* Part of a data file *
_ _ _ _ _

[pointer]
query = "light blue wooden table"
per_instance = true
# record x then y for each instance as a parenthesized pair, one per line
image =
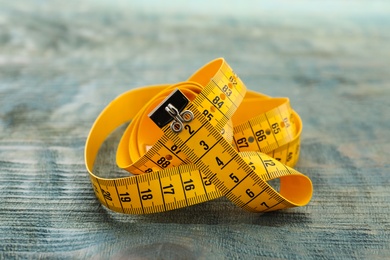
(61, 62)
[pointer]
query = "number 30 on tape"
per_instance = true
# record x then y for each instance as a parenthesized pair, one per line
(199, 140)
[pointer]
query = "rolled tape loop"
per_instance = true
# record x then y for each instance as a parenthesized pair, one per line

_ _ _ _ _

* What you are asked to do *
Turn all of the entries above into a numbered list, one line per item, leaving out any blank lines. Omit the pictures.

* Correct result *
1. [pointer]
2. query = "light blue wooden table"
3. per_instance = true
4. # record x then y for each instance as a parenthesized pair, one per line
5. image =
6. (61, 62)
7. [pointer]
8. query = "number 30 on tape"
9. per_instance = true
10. # record x then y for each instance as a parenthesized pair, one per line
11. (199, 140)
12. [pointer]
13. query = "rolled tape loop"
14. per_instance = true
15. # record x then y for each instance as a parenthesized pair, one per line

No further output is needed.